Your job is to write out each record exactly, leaving none out.

== Segment start ==

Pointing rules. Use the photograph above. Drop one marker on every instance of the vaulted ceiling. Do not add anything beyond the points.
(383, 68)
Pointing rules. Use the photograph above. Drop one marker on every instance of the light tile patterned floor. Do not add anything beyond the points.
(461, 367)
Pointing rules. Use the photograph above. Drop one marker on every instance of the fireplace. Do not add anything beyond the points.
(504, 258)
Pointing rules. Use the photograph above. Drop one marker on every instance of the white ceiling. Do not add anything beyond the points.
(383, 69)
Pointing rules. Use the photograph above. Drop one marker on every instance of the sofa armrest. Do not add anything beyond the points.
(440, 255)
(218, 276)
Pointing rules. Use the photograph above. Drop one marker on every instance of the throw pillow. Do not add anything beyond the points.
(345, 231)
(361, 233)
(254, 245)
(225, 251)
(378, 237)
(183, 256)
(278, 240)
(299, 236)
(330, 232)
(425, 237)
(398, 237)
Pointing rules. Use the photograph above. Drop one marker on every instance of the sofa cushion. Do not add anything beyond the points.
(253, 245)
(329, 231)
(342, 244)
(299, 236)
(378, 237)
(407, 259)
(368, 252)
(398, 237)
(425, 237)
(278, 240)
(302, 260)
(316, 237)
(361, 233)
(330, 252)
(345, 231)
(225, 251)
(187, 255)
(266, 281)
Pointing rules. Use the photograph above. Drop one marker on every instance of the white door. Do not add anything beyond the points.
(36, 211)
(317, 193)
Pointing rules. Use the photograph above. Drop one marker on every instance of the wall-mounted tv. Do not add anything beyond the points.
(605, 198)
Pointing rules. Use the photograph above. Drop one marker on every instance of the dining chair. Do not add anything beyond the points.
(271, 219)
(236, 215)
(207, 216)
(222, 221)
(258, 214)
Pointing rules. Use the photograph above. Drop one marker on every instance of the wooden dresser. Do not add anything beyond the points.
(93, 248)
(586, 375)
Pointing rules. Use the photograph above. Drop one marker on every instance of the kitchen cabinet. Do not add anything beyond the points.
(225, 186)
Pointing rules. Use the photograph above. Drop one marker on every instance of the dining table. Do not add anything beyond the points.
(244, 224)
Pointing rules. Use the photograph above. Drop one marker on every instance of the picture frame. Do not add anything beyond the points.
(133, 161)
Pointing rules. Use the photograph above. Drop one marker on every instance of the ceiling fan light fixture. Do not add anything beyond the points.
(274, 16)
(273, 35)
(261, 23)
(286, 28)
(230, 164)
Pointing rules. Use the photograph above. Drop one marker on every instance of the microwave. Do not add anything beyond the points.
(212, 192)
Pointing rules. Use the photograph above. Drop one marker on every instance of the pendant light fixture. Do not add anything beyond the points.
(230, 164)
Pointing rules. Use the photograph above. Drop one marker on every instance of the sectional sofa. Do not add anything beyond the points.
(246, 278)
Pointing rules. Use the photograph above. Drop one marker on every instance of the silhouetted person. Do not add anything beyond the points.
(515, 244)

== Segment end ==

> **Output of the task**:
Pointing rules. Use the photograph above. Drop one marker on every instance of the vaulted ceiling. Do not add anything beyond the points.
(383, 68)
Pointing rules. Use the photograph above. Drop one marker on every instance of the light tile patterned floor. Do not add anything beyond the points.
(461, 367)
Pointing rules. Use the photograph above. Drop one marker on every instance of the fireplace. Do not add anything beyond the points.
(504, 258)
Pointing rules. Use the photograph above. Drop one marker on every instance of the white ceiling. Do not add anything beyond the points.
(383, 69)
Pointing rules. Use the photograph above. Drop one marker on every instance of the sofa armrest. Do not add anything beyond the points.
(440, 255)
(218, 276)
Pointing rules. Use the photograph above. Drop one marker on every instance of the throw pillow. Do not add anything beyond the points.
(345, 231)
(361, 233)
(254, 245)
(225, 251)
(378, 237)
(183, 256)
(278, 240)
(299, 236)
(330, 232)
(425, 237)
(398, 237)
Pointing rules. Use the photograph above. Drop one marker on every instance of the sofa cushion. Do not add anything beyond the points.
(253, 245)
(329, 231)
(342, 244)
(299, 236)
(378, 237)
(407, 259)
(368, 252)
(398, 237)
(425, 237)
(278, 240)
(302, 260)
(316, 237)
(361, 233)
(330, 252)
(345, 231)
(225, 251)
(187, 255)
(266, 281)
Pointing rules. Use the photograph above. Drop one marker on every instance of the white door. Do not add anything beyond the points.
(36, 211)
(317, 193)
Pointing rules. Use the photograph above. Drop one marker on every instance of the wall-mounted tv. Do not add anything beyond the points.
(605, 198)
Pointing rules. Use the photograph above. Drop one marker on every instance of the dining chair. Do not add anything beyond the points.
(271, 219)
(236, 215)
(207, 216)
(222, 221)
(258, 214)
Pointing rules. Use the photograph above. Drop one marker on every instance of the wooden dresser. Do not add anything beyond the points.
(93, 248)
(586, 375)
Pointing rules. Use the photograph above. Drop one marker on every instance of the kitchen cabinet. Do not add anything beyond the points.
(225, 186)
Pointing rules. Use the photograph above. Drop one marker on every instance of the dining table. Do not add anything beyond the points.
(244, 224)
Pointing rules. Use the photograph above. Drop one marker on every instance of the picture frame. Do not add anything beyond the points.
(133, 161)
Pointing rules. Use the photograph above. Drop one marker on every instance of the ceiling fan light fixture. Do not add anything beyond the points.
(274, 16)
(273, 35)
(261, 23)
(286, 28)
(230, 164)
Pointing rules. Use the photograph above. Drop one marker on every instance of the microwave. Do not add anything beyond the points.
(212, 192)
Pointing rules. Use the photograph above. Drop one marker on every instance of the pendant light fixture. Do not add anything beyond the points.
(230, 164)
Pointing rules. Use the photograph above. Drop one marker on every instance of the sectional sofa. Do not add anything beyond the points.
(246, 278)
Pointing rules. Use the photograph above. Drop one marker on every instance of the silhouetted person. Do not add anything beyond the points.
(515, 244)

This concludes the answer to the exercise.